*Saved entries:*
■ ■ ■

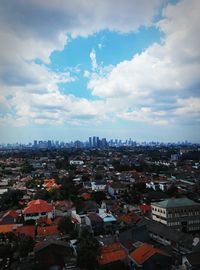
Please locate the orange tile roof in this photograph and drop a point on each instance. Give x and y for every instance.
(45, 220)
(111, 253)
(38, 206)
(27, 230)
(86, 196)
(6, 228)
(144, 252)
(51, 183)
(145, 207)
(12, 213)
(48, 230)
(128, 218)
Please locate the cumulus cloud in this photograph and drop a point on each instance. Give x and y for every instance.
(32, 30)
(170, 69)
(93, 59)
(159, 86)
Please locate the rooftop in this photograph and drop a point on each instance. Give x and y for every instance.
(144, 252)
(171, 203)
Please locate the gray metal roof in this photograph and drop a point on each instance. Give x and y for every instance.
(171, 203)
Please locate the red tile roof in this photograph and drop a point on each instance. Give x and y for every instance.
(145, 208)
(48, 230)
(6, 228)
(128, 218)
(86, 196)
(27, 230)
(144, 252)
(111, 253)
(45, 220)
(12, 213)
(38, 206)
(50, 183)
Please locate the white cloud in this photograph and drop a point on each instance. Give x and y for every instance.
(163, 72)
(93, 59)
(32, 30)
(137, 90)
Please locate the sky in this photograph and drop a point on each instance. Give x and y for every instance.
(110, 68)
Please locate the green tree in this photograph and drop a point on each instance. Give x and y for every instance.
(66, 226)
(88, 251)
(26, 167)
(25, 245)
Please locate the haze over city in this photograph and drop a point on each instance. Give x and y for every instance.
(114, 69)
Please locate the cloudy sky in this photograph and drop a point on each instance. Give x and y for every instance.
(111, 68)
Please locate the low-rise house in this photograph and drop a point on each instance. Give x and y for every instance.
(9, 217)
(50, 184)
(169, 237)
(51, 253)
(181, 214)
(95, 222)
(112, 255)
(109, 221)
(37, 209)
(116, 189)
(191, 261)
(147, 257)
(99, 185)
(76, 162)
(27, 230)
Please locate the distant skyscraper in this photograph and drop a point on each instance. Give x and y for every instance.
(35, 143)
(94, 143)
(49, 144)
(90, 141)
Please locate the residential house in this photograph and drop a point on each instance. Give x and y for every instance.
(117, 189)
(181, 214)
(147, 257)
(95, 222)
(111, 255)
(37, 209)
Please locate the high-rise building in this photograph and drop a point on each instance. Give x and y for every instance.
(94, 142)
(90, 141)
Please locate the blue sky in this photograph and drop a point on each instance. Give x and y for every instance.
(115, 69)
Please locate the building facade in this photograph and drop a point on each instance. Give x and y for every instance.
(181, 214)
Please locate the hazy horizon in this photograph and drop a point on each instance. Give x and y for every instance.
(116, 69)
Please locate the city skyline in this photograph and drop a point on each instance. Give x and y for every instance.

■ ■ ■

Output the records exactly, and let none of their pictures appear in the copy.

Please locate the orange tile roof in this photograph and drop a point on each instance. Give x and y for every instance.
(45, 220)
(111, 253)
(38, 206)
(27, 230)
(86, 196)
(6, 228)
(144, 252)
(51, 183)
(145, 207)
(12, 213)
(48, 230)
(128, 218)
Please locate the cumulus cloud in this photograph and drop a point on each instance. Give x and y for every instance.
(32, 30)
(170, 69)
(93, 59)
(159, 86)
Please locate the rooftop in this photograph and drop a point on each instance. Give x and y for every instance.
(144, 252)
(171, 203)
Please locate the gray metal roof in this photograph and drop a point on each instance. Give x and y for every instance.
(171, 203)
Please locate the red tile roof in this photograph and drop a point on each instance. Give x and y for every instance.
(145, 208)
(48, 230)
(6, 228)
(128, 218)
(86, 196)
(27, 230)
(144, 252)
(111, 253)
(45, 220)
(12, 213)
(38, 206)
(50, 183)
Please locate the white cloud in this photograph and drop a point on each instance. Give x and y for every instance.
(163, 72)
(93, 59)
(32, 30)
(137, 90)
Please locate the sky in this photograph and drop a point on each instance. Give x and y for every instance.
(110, 68)
Please locate the green tree in this photograph and drop a point on each instance. Give x and y for every instance.
(66, 226)
(88, 251)
(26, 167)
(25, 245)
Please locate the haze over city in this photograph and drop a point on each instance. Give x and y for every instance.
(114, 69)
Please locate the cloudy sky in this photograph and drop a point on each instance. Give x and y for every instance.
(111, 68)
Please locate the low-rise house in this photograph and drop a point on each instance. Give x and y for every instance.
(9, 217)
(50, 184)
(169, 237)
(51, 253)
(181, 214)
(95, 222)
(112, 255)
(109, 221)
(37, 209)
(116, 189)
(191, 261)
(147, 257)
(99, 185)
(76, 162)
(27, 230)
Please locate the distant skyscraper in this photograph and drop a point on each instance. Give x and y for every instance.
(35, 143)
(94, 143)
(49, 144)
(90, 141)
Please locate the residential house in this photograph and drop a point on each instance. Give x and y for every instance.
(117, 189)
(181, 214)
(147, 257)
(95, 222)
(111, 255)
(37, 209)
Please locate the high-rise building in this photograph and drop a point on each instance. Give x and y for every instance.
(94, 142)
(90, 141)
Please locate the blue sky in this photograph and drop a point on each instance. Give x and y for every instance.
(115, 69)
Please locate the building facade in this photograph and drop a point on each instance. Give x and y for every instance.
(181, 214)
Please locate the hazy horizon in this photograph and drop a point on each instance. Give x and y for every instance.
(116, 69)
Please locate the city skyline in this photograph and drop a point on each instance. Give x and y for every instance.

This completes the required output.